=== Passage ===
-- -- --

In 1879, he settled in Sydney and found work as a bookseller's accountant before heading to Townsville in 1889 to work for the general merchants, Alfred Shaw & Co. In April 1893, he transferred to Brisbane to work in Shaw's Brisbane office. Huxham left Alfred Shaw & Co. to begin work with music and instrument retailers, Pollard & Co. When the firm closed, he went into partnership with Alex McKenzie to form John Huxham Co., importers, and retailers of sporting and musical goods.

==Political career==
Representing the Labour Party, Huxham was a candidate for the seat of Brisbane South at the 1907 Queensland state election but was defeated by Opposition candidates William Stephens and Thomas Bouchard.

In 1908, the people of Queensland were back at the polls, and Huxham once again contested Brisbane South, this time successfully. He held the seat until 1909 when he was defeated at that year's state elections.

At the 1912 state election, Huxham contested the newly created seat of Buranda where he once again found himself opposed by William Stephens. Huxham defeated him by 2,210 votes to 1,747 to win the seat, holding it until 1924 when he retired from politics.

During his time in parliament, he was Minister without Office in 1915–1916, Home Secretary in 1916–1919, and Secretary for Public Instruction in 1919–1924. Having taught at Sydney's "ragged schools" in the 1880s made Huxham a strong advocate for the underprivileged or handicapped. His daughter was blind from the age of seven due to meningitis, and Huxham took an active interest in the Queensland Blind, Deaf and Dumb Institute where she was a teacher, and he was made a life member of the institute in 1915.

-- -- --

=== Dataset entries ===
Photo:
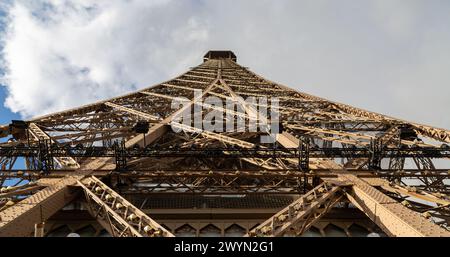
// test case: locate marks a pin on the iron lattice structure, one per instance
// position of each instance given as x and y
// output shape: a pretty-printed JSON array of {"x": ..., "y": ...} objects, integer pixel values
[{"x": 118, "y": 165}]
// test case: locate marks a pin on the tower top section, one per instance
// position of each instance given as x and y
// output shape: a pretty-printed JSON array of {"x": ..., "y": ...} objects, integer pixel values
[{"x": 219, "y": 54}]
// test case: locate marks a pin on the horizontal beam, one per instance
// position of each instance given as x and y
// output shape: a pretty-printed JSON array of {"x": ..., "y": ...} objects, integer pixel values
[
  {"x": 302, "y": 213},
  {"x": 391, "y": 216},
  {"x": 116, "y": 214}
]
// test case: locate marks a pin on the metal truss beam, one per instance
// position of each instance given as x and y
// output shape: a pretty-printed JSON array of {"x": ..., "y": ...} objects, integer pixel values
[
  {"x": 391, "y": 216},
  {"x": 302, "y": 213},
  {"x": 39, "y": 134},
  {"x": 116, "y": 214}
]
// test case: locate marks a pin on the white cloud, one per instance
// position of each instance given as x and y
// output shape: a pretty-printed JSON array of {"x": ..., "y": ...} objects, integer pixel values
[{"x": 388, "y": 56}]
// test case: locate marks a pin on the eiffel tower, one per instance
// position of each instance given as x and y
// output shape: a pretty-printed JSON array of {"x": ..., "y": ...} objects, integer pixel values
[{"x": 119, "y": 168}]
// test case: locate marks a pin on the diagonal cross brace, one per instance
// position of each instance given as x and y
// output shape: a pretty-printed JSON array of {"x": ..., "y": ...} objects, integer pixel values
[
  {"x": 116, "y": 214},
  {"x": 302, "y": 213}
]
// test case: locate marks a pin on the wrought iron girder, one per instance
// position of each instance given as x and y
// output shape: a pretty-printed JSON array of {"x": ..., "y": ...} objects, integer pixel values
[
  {"x": 118, "y": 215},
  {"x": 302, "y": 213},
  {"x": 391, "y": 216}
]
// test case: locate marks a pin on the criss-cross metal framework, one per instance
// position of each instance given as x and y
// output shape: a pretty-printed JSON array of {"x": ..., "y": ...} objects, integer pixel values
[{"x": 327, "y": 154}]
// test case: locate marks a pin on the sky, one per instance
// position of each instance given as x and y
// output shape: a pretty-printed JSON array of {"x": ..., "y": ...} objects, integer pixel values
[{"x": 388, "y": 56}]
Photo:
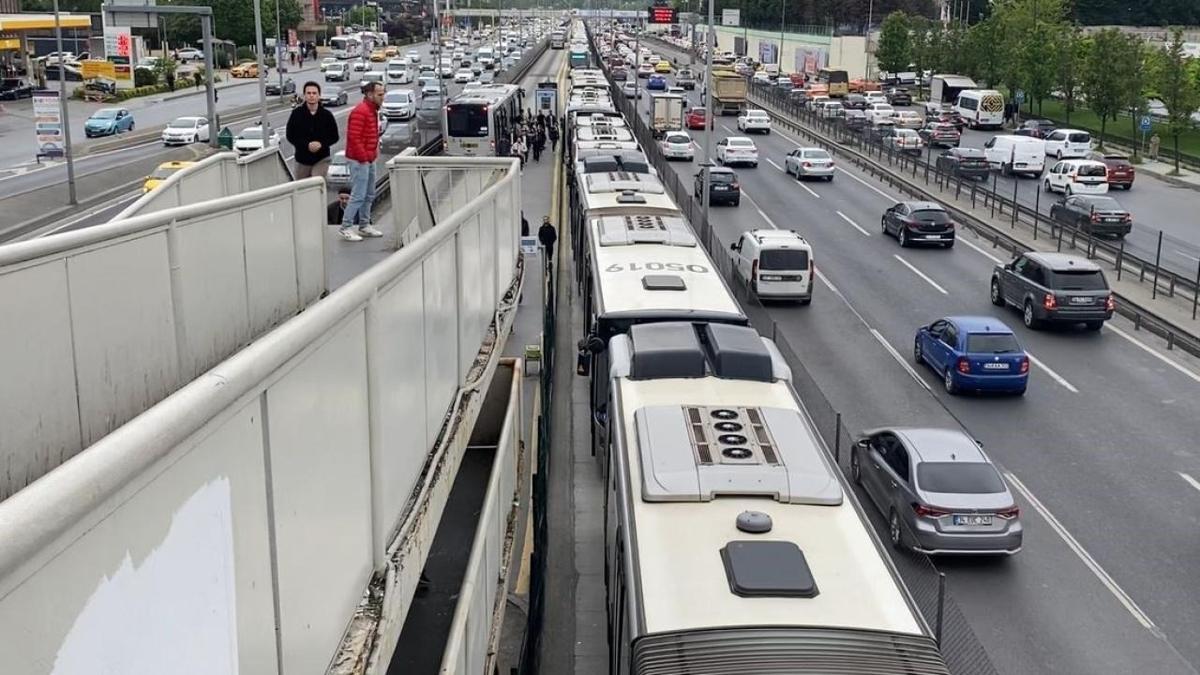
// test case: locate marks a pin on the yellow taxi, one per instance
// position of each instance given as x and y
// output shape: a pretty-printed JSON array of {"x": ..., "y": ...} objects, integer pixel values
[
  {"x": 162, "y": 173},
  {"x": 245, "y": 69}
]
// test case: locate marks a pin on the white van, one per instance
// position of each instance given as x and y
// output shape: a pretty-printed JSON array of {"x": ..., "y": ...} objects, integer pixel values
[
  {"x": 775, "y": 263},
  {"x": 1068, "y": 143},
  {"x": 982, "y": 108},
  {"x": 1078, "y": 177},
  {"x": 1015, "y": 154}
]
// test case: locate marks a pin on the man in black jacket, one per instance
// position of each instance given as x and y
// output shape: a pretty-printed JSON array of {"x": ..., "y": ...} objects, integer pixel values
[{"x": 312, "y": 131}]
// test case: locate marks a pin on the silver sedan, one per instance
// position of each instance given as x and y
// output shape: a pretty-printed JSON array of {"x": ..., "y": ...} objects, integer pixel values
[{"x": 939, "y": 491}]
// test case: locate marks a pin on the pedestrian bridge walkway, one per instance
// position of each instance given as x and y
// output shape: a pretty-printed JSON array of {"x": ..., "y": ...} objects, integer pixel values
[{"x": 235, "y": 434}]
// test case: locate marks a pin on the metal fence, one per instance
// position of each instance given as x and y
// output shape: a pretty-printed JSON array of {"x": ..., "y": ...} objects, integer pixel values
[
  {"x": 921, "y": 175},
  {"x": 960, "y": 647}
]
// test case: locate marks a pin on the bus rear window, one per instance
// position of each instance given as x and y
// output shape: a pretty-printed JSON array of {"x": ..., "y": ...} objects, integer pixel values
[{"x": 467, "y": 121}]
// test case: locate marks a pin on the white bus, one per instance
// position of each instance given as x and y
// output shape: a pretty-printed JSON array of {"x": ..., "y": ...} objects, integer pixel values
[
  {"x": 479, "y": 117},
  {"x": 346, "y": 47}
]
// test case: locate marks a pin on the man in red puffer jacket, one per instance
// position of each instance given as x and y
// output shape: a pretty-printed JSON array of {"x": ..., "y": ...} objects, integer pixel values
[{"x": 361, "y": 149}]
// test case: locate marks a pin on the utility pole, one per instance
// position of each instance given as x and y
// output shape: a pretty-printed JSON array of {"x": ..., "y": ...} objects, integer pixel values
[{"x": 63, "y": 106}]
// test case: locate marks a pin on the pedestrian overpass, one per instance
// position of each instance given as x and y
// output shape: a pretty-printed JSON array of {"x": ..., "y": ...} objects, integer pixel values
[{"x": 216, "y": 458}]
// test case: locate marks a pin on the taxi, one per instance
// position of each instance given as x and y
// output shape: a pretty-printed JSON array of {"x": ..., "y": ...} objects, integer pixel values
[{"x": 162, "y": 173}]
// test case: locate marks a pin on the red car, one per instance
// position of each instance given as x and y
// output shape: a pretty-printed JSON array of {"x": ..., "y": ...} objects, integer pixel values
[
  {"x": 696, "y": 118},
  {"x": 1121, "y": 172}
]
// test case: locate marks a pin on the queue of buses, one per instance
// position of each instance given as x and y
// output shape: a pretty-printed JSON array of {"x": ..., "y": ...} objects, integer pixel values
[{"x": 732, "y": 541}]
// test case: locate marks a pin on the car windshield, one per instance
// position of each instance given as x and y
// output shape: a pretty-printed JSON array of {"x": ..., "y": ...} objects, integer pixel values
[
  {"x": 1079, "y": 280},
  {"x": 960, "y": 478},
  {"x": 784, "y": 258},
  {"x": 931, "y": 215},
  {"x": 991, "y": 344}
]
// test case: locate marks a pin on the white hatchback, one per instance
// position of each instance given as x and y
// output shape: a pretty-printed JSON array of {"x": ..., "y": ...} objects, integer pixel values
[
  {"x": 737, "y": 150},
  {"x": 754, "y": 120}
]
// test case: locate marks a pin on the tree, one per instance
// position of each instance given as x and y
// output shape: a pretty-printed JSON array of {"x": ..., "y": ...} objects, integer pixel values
[
  {"x": 1071, "y": 54},
  {"x": 894, "y": 51},
  {"x": 1177, "y": 85}
]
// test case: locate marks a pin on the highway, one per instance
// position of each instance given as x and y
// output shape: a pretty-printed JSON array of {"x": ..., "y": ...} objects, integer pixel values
[
  {"x": 1099, "y": 451},
  {"x": 153, "y": 153}
]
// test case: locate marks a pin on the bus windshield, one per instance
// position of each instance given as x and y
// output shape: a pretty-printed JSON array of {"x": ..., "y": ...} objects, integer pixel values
[{"x": 467, "y": 120}]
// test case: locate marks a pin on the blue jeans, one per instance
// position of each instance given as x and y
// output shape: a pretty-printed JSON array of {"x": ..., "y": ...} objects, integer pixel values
[{"x": 361, "y": 193}]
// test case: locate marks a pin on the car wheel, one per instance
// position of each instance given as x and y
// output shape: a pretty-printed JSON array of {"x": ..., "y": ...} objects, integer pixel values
[
  {"x": 894, "y": 532},
  {"x": 948, "y": 381},
  {"x": 997, "y": 298},
  {"x": 1029, "y": 317}
]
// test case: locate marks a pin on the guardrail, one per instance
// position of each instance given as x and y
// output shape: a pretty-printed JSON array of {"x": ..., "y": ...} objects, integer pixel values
[
  {"x": 288, "y": 491},
  {"x": 105, "y": 322},
  {"x": 903, "y": 172},
  {"x": 473, "y": 638}
]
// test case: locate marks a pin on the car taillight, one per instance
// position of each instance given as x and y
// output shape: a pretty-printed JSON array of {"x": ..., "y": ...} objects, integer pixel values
[
  {"x": 922, "y": 509},
  {"x": 1009, "y": 513}
]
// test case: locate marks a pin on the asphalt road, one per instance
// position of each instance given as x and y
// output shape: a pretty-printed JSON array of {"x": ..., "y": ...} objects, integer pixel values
[
  {"x": 117, "y": 159},
  {"x": 1099, "y": 451}
]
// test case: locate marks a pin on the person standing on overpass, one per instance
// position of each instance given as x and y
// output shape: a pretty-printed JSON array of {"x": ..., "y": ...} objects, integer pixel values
[
  {"x": 361, "y": 150},
  {"x": 312, "y": 131}
]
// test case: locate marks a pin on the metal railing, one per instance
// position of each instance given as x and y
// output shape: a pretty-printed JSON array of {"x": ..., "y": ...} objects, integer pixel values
[{"x": 922, "y": 178}]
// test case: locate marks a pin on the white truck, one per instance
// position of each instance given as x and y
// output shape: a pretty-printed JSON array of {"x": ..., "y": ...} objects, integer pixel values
[{"x": 666, "y": 113}]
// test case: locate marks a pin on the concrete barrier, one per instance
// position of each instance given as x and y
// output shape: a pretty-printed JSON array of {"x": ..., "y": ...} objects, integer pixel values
[{"x": 247, "y": 521}]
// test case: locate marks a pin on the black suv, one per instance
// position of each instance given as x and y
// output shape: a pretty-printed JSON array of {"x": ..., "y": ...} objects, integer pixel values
[
  {"x": 1054, "y": 288},
  {"x": 919, "y": 222},
  {"x": 723, "y": 186}
]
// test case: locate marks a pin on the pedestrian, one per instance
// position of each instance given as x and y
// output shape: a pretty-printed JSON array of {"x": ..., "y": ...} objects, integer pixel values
[
  {"x": 312, "y": 131},
  {"x": 547, "y": 237},
  {"x": 361, "y": 150},
  {"x": 335, "y": 211}
]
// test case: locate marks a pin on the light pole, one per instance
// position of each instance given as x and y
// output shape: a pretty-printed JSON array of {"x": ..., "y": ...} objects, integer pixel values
[{"x": 63, "y": 106}]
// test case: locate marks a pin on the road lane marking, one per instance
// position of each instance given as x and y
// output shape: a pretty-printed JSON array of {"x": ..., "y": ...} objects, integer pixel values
[
  {"x": 1054, "y": 375},
  {"x": 1191, "y": 481},
  {"x": 1089, "y": 561},
  {"x": 904, "y": 364},
  {"x": 921, "y": 274},
  {"x": 845, "y": 217},
  {"x": 762, "y": 213},
  {"x": 982, "y": 251},
  {"x": 1151, "y": 351}
]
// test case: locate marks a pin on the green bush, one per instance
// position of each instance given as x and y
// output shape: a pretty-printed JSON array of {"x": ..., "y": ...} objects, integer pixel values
[{"x": 144, "y": 77}]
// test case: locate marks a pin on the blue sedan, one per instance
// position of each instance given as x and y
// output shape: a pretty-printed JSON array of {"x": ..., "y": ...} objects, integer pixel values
[
  {"x": 108, "y": 121},
  {"x": 976, "y": 353}
]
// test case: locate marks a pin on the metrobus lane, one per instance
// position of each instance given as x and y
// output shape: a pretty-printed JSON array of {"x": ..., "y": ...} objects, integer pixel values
[{"x": 1098, "y": 432}]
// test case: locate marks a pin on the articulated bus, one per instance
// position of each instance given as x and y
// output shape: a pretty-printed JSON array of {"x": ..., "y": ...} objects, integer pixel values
[
  {"x": 837, "y": 81},
  {"x": 479, "y": 117}
]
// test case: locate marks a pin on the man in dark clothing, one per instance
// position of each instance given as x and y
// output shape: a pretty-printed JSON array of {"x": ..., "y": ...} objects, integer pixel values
[
  {"x": 546, "y": 236},
  {"x": 312, "y": 131},
  {"x": 335, "y": 210}
]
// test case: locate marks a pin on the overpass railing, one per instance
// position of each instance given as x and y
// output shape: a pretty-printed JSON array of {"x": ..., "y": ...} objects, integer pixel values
[
  {"x": 105, "y": 322},
  {"x": 211, "y": 178},
  {"x": 275, "y": 513}
]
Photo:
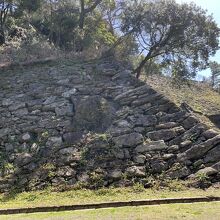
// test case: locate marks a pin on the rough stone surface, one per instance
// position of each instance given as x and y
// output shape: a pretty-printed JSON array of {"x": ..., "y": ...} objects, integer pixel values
[
  {"x": 128, "y": 139},
  {"x": 59, "y": 126},
  {"x": 152, "y": 146}
]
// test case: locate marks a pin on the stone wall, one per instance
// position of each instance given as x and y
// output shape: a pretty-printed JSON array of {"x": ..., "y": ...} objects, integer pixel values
[{"x": 95, "y": 124}]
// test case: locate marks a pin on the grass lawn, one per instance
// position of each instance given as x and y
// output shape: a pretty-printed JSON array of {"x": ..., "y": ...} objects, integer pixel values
[
  {"x": 199, "y": 211},
  {"x": 50, "y": 197}
]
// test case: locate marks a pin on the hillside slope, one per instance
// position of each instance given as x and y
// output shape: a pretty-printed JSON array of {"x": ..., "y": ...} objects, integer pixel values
[
  {"x": 93, "y": 124},
  {"x": 199, "y": 96}
]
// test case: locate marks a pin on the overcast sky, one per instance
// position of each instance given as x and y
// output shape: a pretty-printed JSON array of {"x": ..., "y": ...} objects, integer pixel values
[{"x": 213, "y": 7}]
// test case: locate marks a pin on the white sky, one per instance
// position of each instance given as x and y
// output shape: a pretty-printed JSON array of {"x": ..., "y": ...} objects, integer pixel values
[{"x": 213, "y": 7}]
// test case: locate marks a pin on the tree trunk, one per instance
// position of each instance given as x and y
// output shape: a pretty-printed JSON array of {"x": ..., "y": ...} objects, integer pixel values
[
  {"x": 2, "y": 36},
  {"x": 141, "y": 65},
  {"x": 82, "y": 14}
]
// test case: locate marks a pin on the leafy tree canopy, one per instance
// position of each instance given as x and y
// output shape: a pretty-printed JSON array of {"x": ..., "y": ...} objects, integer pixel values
[{"x": 181, "y": 35}]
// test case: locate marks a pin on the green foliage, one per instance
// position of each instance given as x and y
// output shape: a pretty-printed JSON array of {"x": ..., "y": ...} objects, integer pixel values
[
  {"x": 215, "y": 74},
  {"x": 181, "y": 35}
]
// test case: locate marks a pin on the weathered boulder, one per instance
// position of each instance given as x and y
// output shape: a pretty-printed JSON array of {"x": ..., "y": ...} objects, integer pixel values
[
  {"x": 166, "y": 134},
  {"x": 213, "y": 155},
  {"x": 136, "y": 171},
  {"x": 197, "y": 151},
  {"x": 94, "y": 113},
  {"x": 152, "y": 146},
  {"x": 128, "y": 140},
  {"x": 146, "y": 120}
]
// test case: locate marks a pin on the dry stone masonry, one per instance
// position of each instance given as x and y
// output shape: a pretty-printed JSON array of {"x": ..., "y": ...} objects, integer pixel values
[{"x": 94, "y": 124}]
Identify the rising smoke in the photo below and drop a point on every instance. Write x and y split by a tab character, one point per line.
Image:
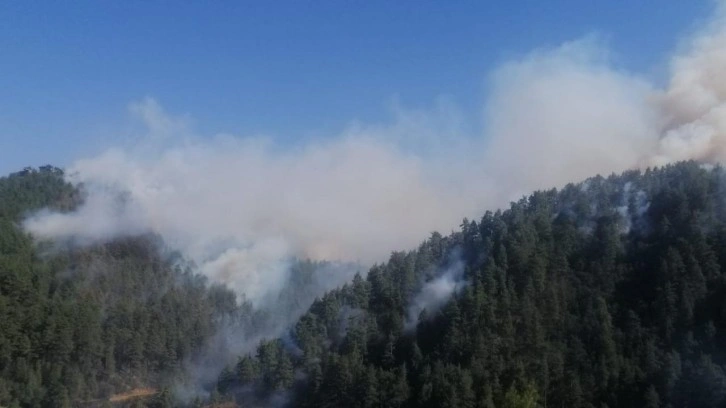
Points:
241	206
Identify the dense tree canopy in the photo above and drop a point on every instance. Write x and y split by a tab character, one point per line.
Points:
606	293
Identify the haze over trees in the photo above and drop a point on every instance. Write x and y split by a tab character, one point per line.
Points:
605	293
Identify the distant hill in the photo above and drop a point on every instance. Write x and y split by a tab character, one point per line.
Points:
607	293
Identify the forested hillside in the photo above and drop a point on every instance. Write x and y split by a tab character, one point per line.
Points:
77	325
608	293
127	322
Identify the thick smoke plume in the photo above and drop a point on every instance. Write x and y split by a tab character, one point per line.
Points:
241	206
435	293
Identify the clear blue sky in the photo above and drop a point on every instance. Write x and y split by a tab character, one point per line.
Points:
68	70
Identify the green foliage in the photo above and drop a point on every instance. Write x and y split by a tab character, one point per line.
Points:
606	293
80	324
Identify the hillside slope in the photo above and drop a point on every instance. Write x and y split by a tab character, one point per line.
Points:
607	293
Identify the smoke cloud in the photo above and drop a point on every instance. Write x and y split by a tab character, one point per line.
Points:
241	206
435	293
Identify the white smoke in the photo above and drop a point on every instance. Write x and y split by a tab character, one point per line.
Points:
240	206
435	293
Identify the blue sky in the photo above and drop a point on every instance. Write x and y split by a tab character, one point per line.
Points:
68	70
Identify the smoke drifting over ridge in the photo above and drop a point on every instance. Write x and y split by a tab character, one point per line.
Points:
240	206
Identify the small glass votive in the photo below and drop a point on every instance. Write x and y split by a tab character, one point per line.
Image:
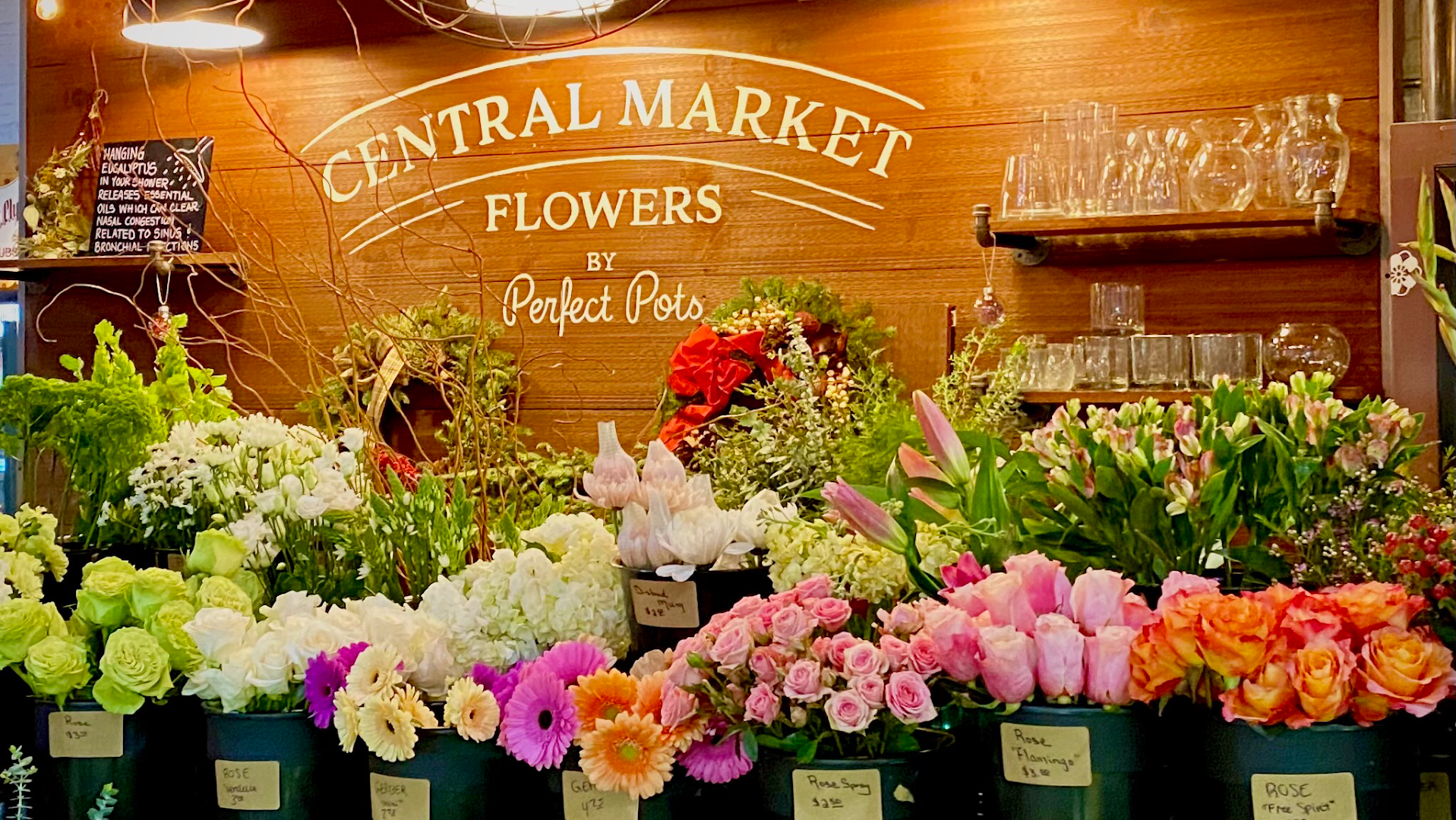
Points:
1159	360
1235	357
1104	363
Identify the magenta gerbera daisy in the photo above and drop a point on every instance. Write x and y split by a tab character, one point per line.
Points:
574	659
541	720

-- -- --

=== Complete the following ===
[1] In the passage on Huxham's career, by what vote count did Huxham defeat William Stephens for the seat of Buranda in 1912?
[2] Reproduce the passage on Huxham's career from "At the 1912" to "retired from politics.".

=== Exercise answers ===
[1] He won by 2,210 votes to 1,747.

[2]
At the 1912 state election, Huxham contested the newly created seat of Buranda where he once again found himself opposed by William Stephens. Huxham defeated him by 2,210 votes to 1,747 to win the seat, holding it until 1924 when he retired from politics.